D'ailleurs les théoriciens du "nouveau roman" on été français aussi. Il y a peut-être un mal français à être si épris de règles et de règlement. Au 17° siècle, le roman, genre commun, pas du tout noble, n'attirait pas les énonceurs de recettes "il faut, il ne faut pas". Jusqu'au 19° siècle, on foutait la paix au romancier comme à un bon feuilletonniste. Hélas, aujourd'hui il faut des romans "pensés", sur lesquels on a "réfléchi", avec une forme "qui fait sens". Toujours ce côté prof de lettres fustigeant de rouge une copie, alors que la création c'est les grandes vacances.

jeudi 12 janvier 2006

Littérature minimaliste

L'Ere du soupçon de Nathalie Sarraute. Pour un premier contact avec un auteur, ça ne m'emballe pas. Ce n'est pas que ces affirmations péremptoires et doctes m'aient indignée, toute affirmation assurée sur un processus créatif me fait sourire. Mais à chaque page tournée (et ça se lit vite) je me disais : "Oui, bon, et alors ?" Dostoïevsvky et ses héros psychologiques, Kafka et son homo absurdus ? Bof. Comme si Josef K. n'était pas bourré de failles psychologiques. Si les personnages de Dostoïevsky sont des hystériques passionnés, Josef K. est un joli mélange de phobique sociale et d'obsédé compulsif. Quant à ce qui est dit sur la fin du roman, l'impossibilité ou la gêne pour les jeunes écrivains d'écrire un dialogue maintenant (les maintenant qui sonnent comme des désormais me font toujours rire aussi)... Toutes ces remarques ne sont pas fausses, mais ça ne débouche sur pas grand-chose, sauf à dire que finalement Camus a triché dans L'Etranger. Naturellement, une certaine gêne aux entournures à discuter du roman américain, à se servir du roman américain, qui s'il n'est pas "psychologique" (et ça reste à démontrer) n'est pas franchement le roman d' l'homo absurdus, ni celui de la fin des dialogues. Ou alors elle n'a lu que Faulkner.

• [Matériel fourni]:
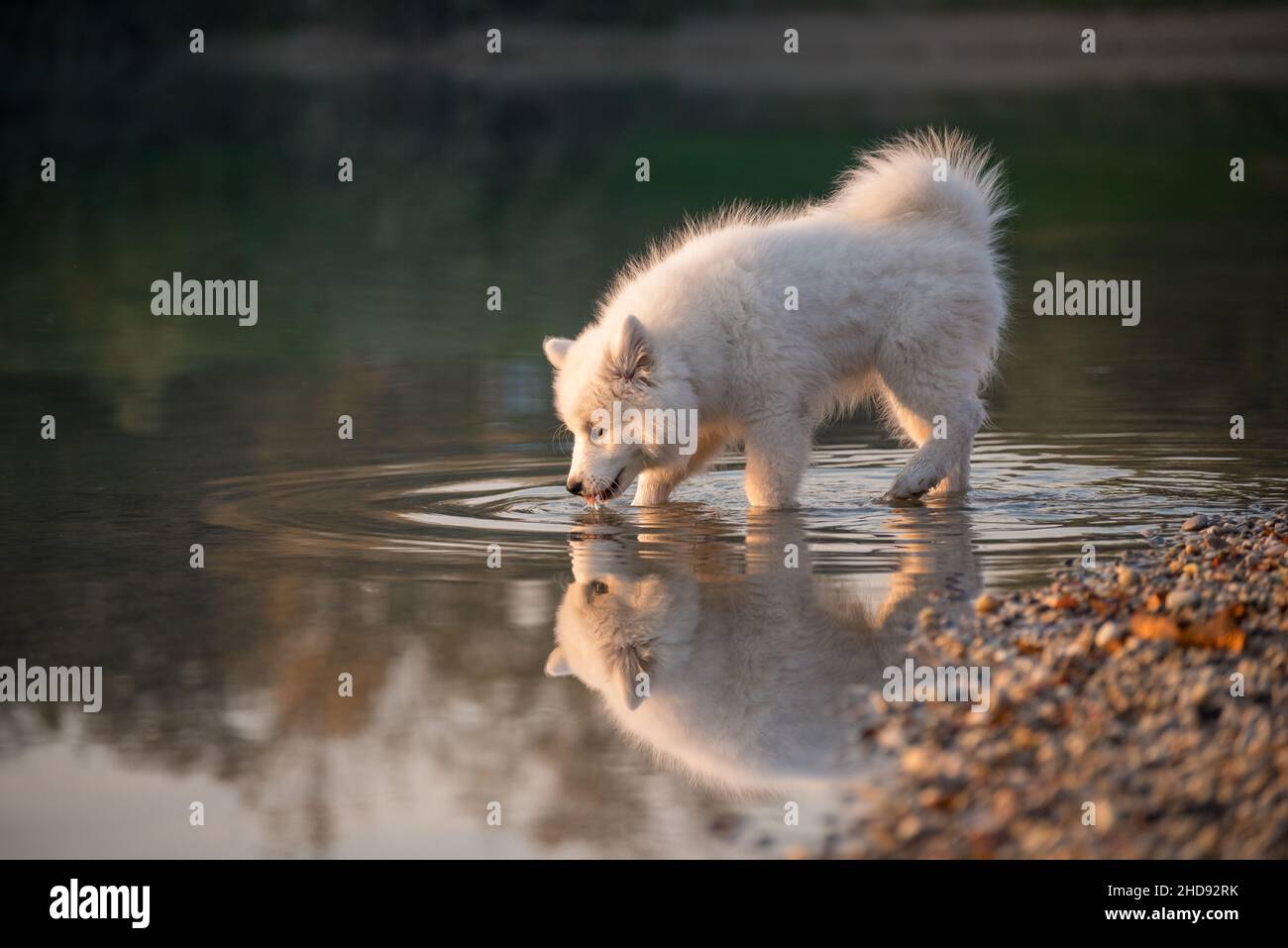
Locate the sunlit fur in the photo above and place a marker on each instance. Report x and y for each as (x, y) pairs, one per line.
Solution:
(901, 300)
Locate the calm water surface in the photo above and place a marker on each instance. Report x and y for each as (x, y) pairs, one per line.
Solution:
(372, 557)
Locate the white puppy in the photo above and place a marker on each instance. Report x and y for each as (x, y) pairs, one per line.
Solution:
(763, 324)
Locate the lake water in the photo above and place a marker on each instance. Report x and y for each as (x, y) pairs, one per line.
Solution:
(372, 557)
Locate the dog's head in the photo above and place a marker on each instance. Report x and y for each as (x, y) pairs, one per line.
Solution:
(618, 402)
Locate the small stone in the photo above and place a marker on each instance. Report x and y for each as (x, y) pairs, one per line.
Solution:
(1183, 599)
(1108, 634)
(987, 603)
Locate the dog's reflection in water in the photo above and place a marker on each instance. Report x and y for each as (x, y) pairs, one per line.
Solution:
(735, 662)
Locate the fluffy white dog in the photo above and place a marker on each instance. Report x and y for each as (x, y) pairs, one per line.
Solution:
(898, 295)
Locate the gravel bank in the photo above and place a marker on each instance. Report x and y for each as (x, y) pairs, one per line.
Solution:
(1154, 687)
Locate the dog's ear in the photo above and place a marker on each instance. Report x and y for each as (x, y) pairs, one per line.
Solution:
(557, 666)
(632, 352)
(557, 350)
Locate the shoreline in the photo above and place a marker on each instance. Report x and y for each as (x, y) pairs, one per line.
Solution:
(1138, 710)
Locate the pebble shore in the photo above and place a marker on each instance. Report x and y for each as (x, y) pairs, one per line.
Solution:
(1138, 710)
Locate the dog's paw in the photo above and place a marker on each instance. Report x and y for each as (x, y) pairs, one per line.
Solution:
(911, 485)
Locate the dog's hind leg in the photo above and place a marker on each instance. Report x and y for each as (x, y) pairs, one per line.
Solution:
(941, 420)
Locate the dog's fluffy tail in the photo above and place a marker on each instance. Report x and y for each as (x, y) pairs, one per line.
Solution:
(932, 174)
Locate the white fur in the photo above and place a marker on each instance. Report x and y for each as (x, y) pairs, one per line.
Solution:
(901, 296)
(751, 666)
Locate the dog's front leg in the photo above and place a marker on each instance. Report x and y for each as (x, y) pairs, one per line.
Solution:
(655, 487)
(777, 458)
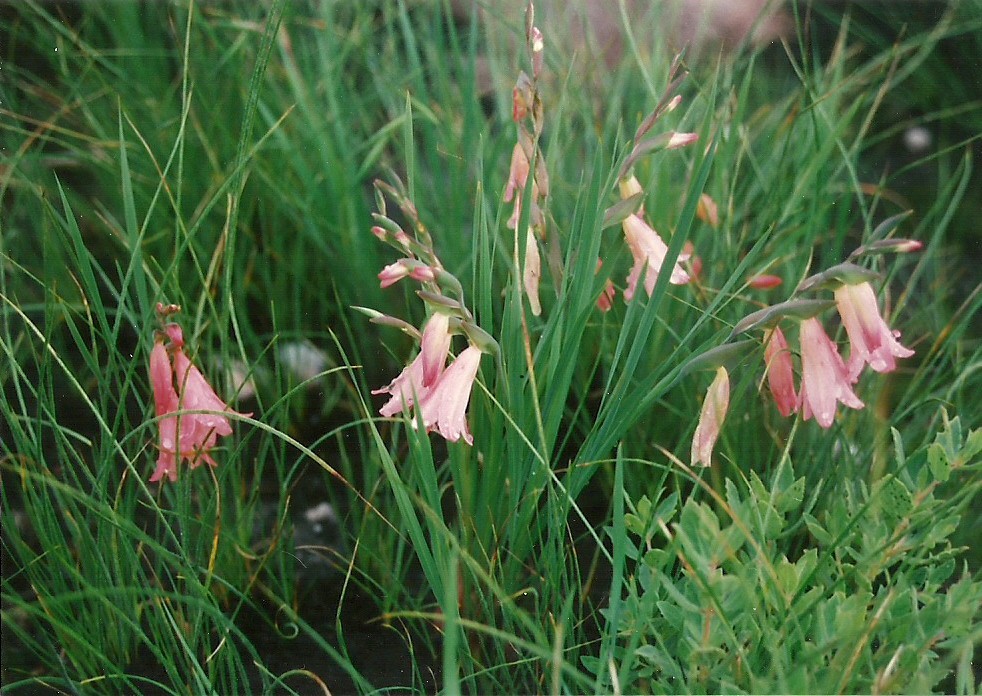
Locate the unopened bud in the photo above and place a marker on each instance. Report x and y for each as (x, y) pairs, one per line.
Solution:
(842, 274)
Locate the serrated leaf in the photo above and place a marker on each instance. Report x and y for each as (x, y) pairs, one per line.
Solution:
(791, 498)
(817, 530)
(938, 463)
(972, 446)
(895, 498)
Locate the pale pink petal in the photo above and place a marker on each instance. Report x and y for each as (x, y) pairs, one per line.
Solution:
(780, 372)
(647, 247)
(179, 386)
(532, 272)
(711, 419)
(444, 408)
(435, 346)
(404, 388)
(871, 340)
(824, 379)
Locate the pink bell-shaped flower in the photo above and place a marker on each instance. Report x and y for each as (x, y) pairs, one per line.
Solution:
(444, 407)
(416, 380)
(780, 372)
(825, 379)
(648, 249)
(870, 339)
(179, 386)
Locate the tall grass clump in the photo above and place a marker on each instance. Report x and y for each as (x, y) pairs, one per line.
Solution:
(646, 380)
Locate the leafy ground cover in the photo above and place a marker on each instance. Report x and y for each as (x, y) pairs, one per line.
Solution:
(359, 346)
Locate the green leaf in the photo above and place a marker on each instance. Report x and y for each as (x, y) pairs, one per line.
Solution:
(817, 530)
(937, 461)
(895, 498)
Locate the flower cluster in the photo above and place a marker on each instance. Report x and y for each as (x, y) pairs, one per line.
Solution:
(827, 379)
(180, 391)
(527, 115)
(439, 393)
(647, 247)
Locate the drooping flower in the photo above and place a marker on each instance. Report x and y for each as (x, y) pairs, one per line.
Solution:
(711, 419)
(824, 379)
(179, 386)
(871, 340)
(780, 372)
(419, 377)
(444, 408)
(532, 272)
(649, 250)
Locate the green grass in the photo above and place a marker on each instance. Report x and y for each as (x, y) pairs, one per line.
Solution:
(223, 158)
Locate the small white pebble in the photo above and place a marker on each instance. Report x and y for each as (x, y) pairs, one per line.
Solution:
(918, 139)
(303, 359)
(323, 512)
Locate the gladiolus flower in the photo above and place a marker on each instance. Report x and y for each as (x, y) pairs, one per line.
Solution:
(179, 386)
(780, 372)
(824, 379)
(416, 380)
(444, 407)
(711, 418)
(871, 340)
(648, 249)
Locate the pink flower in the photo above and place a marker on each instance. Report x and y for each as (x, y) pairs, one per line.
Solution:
(648, 249)
(180, 386)
(824, 379)
(444, 407)
(871, 341)
(606, 300)
(780, 372)
(416, 380)
(711, 418)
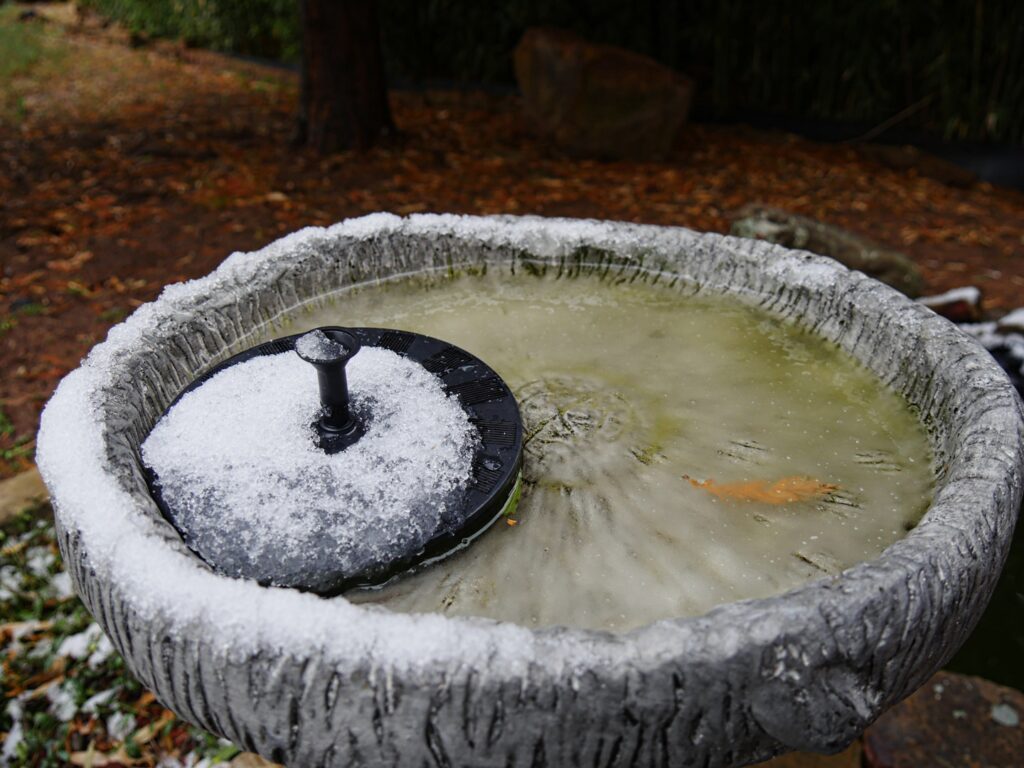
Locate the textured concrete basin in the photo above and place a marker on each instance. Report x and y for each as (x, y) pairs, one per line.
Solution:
(307, 681)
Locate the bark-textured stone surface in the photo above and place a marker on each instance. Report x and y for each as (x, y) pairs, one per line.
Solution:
(953, 720)
(308, 681)
(792, 230)
(598, 99)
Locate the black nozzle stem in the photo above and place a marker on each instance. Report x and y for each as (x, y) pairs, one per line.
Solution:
(329, 350)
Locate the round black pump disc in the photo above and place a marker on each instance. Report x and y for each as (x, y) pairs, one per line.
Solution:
(495, 475)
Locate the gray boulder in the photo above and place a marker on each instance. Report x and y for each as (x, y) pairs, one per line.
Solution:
(599, 99)
(793, 230)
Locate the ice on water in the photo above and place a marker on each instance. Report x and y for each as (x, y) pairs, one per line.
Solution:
(318, 347)
(253, 494)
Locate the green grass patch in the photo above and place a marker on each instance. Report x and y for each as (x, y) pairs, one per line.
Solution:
(58, 704)
(22, 43)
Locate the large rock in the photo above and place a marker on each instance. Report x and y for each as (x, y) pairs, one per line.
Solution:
(792, 230)
(598, 99)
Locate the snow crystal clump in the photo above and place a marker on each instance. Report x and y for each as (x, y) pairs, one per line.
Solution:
(318, 347)
(253, 495)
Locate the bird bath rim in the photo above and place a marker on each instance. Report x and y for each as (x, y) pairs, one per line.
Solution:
(777, 660)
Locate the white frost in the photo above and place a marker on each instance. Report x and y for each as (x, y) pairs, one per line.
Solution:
(238, 462)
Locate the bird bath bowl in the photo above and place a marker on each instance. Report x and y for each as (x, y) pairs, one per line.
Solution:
(306, 680)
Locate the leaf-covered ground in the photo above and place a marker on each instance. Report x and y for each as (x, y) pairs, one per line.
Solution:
(68, 698)
(124, 169)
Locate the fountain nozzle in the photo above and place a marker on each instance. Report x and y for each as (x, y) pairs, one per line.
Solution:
(329, 350)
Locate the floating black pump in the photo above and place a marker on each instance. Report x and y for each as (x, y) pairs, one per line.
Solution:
(329, 350)
(493, 487)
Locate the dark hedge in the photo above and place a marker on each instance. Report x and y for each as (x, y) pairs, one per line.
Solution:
(952, 69)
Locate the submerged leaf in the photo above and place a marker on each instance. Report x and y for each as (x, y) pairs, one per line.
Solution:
(783, 491)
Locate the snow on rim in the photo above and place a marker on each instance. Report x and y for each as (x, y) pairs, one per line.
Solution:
(123, 545)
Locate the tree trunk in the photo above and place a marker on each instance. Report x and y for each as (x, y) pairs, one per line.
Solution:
(344, 94)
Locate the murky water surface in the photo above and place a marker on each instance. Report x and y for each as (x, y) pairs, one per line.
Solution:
(681, 452)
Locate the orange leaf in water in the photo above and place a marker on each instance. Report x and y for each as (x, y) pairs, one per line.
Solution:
(784, 491)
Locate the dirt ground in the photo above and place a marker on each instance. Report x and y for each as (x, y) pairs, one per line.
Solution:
(123, 169)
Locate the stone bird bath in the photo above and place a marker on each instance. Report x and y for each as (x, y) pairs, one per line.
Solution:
(310, 681)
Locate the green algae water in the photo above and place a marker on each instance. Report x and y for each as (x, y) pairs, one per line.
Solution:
(680, 452)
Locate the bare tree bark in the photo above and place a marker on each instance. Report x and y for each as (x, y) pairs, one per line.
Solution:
(343, 103)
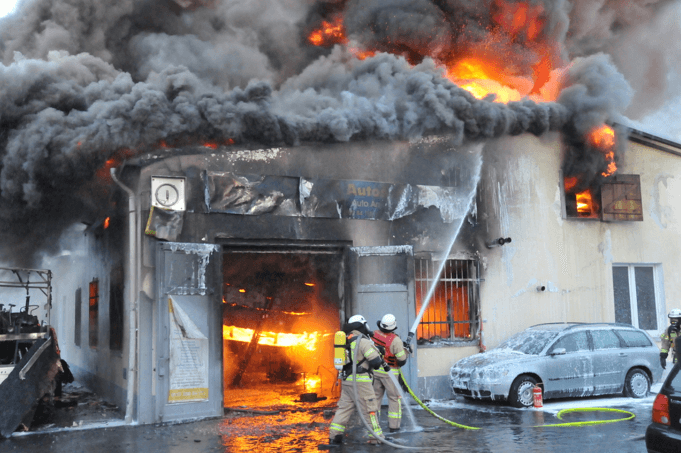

• [Énoncé de l'exercice]: Pouvez-vous reprendre le passage cité en commençant par "D'ailleurs les théoriciens" et en allant jusqu'à "les grandes vacances.", mais en remplaçant "feuilletonniste" par "conteur" ? Seul le passage cité sert ici, le matériel n'entre pas en compte.

• [Corrigé de l'exercice]:
D'ailleurs les théoriciens du "nouveau roman" on été français aussi. Il y a peut-être un mal français à être si épris de règles et de règlement. Au 17° siècle, le roman, genre commun, pas du tout noble, n'attirait pas les énonceurs de recettes "il faut, il ne faut pas". Jusqu'au 19° siècle, on foutait la paix au romancier comme à un bon conteur. Hélas, aujourd'hui il faut des romans "pensés", sur lesquels on a "réfléchi", avec une forme "qui fait sens". Toujours ce côté prof de lettres fustigeant de rouge une copie, alors que la création c'est les grandes vacances.